• Given exercise: Can you print every one of the rows below again, keeping each line identical to the original?

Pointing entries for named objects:
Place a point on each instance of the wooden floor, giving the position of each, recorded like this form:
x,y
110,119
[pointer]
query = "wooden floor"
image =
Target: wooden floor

• Final answer:
Place a point on each instance of the wooden floor, giving the position of each, recorded like this form:
x,y
110,119
[pointer]
query = "wooden floor"
image =
Target: wooden floor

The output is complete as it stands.